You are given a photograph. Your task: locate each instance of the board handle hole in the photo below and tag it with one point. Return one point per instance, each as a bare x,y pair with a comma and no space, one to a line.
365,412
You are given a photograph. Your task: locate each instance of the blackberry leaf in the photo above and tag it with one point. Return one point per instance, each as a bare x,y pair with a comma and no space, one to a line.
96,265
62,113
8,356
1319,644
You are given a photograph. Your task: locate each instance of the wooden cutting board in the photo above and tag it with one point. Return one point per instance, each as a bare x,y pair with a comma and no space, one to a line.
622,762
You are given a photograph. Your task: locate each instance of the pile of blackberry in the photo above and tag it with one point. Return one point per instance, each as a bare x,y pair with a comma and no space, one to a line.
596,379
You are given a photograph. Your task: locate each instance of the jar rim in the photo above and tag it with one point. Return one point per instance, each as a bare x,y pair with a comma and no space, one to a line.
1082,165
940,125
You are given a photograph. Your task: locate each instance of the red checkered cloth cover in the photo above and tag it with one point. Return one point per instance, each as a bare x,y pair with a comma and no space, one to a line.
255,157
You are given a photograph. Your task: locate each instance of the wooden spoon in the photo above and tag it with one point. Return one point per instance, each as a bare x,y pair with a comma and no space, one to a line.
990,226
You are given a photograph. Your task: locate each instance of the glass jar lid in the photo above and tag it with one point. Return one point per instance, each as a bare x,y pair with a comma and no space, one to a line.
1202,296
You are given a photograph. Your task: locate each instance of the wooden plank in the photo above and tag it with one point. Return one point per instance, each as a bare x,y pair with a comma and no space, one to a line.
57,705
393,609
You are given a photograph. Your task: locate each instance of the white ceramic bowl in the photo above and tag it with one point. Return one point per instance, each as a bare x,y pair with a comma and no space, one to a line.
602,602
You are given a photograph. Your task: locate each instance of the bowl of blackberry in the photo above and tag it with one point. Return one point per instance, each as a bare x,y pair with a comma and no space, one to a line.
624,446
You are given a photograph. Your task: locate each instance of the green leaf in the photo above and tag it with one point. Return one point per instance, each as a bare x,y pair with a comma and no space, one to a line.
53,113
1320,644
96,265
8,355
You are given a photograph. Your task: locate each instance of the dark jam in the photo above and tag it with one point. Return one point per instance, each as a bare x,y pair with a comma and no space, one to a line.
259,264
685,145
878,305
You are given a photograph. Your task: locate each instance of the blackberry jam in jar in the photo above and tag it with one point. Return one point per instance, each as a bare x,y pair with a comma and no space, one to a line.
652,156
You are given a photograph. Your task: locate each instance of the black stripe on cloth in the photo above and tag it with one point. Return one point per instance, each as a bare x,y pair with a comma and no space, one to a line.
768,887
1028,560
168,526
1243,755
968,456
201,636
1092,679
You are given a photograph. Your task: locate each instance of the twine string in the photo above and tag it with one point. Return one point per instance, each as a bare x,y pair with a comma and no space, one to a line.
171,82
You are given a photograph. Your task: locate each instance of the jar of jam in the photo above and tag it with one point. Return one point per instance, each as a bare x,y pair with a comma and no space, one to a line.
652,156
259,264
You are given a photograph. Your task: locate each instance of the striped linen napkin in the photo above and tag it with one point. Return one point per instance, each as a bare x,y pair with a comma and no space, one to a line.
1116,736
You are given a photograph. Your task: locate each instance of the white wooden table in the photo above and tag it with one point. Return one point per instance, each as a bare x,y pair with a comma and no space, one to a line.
──────────
> [Instructions to follow] Rewrite the stretch from the line containing "of the striped" through the end of the items, keeping each item's wording unchanged and shifting every answer point coordinate by adding 141 to both its x and y values.

> [Worked solution]
You are given a photograph. Your task: locate each instance of the striped linen napkin in the photo above and tag it with one point. Return one point per instance, each as a bare x,y pair with a comma and no space, one to a line.
1257,877
You are given a photograph. Your task: locate each instance of the white wooden table in the photo above and tag it with one point. Return one point per instance, each as a bare x,y pair with a comma and no space, one to a line.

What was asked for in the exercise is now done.